> [EXERCISE DESCRIPTION]: Copy the rows from the line with "target: stone pile" to the line with "Return the outline of every instance of the stone", replacing "stone pile" with "rock heap" and leaving everything else unchanged. Return only those lines.
--------
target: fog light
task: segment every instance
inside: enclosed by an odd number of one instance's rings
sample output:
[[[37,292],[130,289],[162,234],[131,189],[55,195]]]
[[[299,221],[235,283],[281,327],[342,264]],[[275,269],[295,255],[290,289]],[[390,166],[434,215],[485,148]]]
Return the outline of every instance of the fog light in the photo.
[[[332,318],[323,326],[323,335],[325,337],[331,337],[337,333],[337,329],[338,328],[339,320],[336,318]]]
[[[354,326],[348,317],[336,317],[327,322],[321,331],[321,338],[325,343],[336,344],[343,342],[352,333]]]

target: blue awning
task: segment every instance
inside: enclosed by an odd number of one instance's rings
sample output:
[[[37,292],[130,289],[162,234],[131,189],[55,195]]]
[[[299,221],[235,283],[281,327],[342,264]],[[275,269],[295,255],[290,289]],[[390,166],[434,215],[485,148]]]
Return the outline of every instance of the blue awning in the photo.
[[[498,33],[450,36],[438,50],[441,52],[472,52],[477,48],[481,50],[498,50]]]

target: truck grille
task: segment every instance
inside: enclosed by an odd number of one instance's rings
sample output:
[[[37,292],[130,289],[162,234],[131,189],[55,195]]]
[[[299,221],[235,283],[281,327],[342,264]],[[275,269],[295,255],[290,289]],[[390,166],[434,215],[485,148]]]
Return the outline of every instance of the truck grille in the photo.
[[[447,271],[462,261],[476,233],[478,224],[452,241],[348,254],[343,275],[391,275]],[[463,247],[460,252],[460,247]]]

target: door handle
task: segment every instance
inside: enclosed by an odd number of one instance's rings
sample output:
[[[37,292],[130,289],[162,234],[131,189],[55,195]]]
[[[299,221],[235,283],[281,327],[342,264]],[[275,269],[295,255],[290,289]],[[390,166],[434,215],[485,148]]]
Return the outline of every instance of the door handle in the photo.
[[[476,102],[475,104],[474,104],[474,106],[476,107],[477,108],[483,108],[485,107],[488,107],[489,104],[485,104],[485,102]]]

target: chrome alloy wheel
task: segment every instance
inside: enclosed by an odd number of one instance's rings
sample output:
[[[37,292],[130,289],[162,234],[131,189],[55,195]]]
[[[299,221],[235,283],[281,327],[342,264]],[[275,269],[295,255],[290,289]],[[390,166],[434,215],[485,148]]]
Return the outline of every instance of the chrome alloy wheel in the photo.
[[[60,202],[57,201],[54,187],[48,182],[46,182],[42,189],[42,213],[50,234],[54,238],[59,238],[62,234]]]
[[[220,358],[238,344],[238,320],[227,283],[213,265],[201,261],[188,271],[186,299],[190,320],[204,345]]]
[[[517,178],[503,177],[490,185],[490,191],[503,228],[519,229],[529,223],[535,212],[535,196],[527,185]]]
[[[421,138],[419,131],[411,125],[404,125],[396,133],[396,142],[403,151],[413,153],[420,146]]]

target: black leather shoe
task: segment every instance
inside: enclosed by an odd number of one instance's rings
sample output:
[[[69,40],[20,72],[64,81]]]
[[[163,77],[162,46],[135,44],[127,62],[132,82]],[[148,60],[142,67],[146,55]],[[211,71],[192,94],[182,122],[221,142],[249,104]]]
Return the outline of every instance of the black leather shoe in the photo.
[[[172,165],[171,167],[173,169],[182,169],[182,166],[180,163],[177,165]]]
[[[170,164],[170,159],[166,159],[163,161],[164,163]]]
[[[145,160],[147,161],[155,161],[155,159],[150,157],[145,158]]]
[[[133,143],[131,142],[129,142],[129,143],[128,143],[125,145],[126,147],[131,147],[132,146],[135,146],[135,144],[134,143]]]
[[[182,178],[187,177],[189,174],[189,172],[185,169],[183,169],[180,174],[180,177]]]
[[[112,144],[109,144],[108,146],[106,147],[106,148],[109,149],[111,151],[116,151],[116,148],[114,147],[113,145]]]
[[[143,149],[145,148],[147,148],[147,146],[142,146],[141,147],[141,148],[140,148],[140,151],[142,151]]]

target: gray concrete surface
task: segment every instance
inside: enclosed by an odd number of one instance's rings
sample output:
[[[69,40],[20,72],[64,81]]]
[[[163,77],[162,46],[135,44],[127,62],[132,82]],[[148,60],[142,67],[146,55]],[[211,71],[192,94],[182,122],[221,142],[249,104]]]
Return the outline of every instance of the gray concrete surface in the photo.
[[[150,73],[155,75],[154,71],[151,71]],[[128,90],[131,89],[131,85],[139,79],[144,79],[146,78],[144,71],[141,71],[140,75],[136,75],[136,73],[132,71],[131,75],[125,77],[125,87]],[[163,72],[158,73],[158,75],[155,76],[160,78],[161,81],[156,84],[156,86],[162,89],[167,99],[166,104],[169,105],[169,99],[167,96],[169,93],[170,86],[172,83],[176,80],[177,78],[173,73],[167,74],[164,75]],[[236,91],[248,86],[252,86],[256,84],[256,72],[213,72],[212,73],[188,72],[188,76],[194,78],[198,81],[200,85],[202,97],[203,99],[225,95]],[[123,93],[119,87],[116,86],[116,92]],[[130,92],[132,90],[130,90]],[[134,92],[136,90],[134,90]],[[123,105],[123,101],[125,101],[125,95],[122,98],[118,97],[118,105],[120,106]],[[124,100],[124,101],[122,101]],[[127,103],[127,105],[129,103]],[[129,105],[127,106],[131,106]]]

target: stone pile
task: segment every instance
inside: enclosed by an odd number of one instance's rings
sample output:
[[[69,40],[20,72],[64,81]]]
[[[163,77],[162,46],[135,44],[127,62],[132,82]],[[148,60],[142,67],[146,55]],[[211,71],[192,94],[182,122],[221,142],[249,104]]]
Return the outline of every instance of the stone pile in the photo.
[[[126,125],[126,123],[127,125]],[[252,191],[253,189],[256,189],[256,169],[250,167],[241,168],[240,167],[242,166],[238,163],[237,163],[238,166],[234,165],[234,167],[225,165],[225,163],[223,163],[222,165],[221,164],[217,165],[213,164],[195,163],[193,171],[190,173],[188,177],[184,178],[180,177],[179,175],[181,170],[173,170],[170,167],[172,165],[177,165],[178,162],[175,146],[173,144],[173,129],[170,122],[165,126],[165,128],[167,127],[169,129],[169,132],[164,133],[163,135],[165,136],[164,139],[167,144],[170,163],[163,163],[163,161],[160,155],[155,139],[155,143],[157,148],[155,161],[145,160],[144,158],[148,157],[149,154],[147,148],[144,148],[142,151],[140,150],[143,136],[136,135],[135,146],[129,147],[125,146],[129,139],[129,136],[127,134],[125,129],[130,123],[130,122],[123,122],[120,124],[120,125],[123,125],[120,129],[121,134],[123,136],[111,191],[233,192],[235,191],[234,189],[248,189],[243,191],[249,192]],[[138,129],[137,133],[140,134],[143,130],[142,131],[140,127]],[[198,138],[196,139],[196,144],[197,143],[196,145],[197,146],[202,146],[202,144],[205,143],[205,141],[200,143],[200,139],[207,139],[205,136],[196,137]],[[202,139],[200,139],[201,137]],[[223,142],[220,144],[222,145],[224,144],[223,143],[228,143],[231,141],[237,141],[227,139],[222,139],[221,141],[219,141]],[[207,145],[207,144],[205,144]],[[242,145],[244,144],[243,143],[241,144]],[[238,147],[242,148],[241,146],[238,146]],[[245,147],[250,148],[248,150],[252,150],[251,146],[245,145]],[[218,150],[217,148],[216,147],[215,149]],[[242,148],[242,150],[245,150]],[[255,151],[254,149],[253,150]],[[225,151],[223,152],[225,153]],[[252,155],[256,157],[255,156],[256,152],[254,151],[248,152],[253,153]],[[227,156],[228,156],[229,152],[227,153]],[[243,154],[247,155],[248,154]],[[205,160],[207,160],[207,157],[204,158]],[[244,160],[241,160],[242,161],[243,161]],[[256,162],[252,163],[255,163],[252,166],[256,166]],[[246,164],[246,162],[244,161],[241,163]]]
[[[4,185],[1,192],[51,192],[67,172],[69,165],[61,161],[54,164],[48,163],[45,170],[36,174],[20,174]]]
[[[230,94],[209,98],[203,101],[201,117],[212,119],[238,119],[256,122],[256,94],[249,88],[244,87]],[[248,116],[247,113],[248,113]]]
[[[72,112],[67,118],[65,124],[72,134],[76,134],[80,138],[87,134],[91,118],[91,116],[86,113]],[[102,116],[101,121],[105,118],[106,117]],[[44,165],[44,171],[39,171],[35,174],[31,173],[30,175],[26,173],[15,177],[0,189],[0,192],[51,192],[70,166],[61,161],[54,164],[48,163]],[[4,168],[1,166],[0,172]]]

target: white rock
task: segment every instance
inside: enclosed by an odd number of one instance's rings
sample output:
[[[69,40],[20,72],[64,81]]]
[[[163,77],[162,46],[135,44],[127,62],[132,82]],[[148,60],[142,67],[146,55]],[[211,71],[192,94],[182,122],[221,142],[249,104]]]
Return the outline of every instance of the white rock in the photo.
--------
> [FULL OUTPUT]:
target: rock heap
task: segment every instance
inside: enclosed by an odd number of one instance's rings
sample output:
[[[69,40],[20,72],[64,81]]]
[[[163,77],[162,46],[135,44],[127,62],[132,82]],[[148,60],[142,67],[146,55]],[[211,71],[192,94],[182,122],[221,142],[249,104]]]
Return the outline of every instance of the rock heap in the photo.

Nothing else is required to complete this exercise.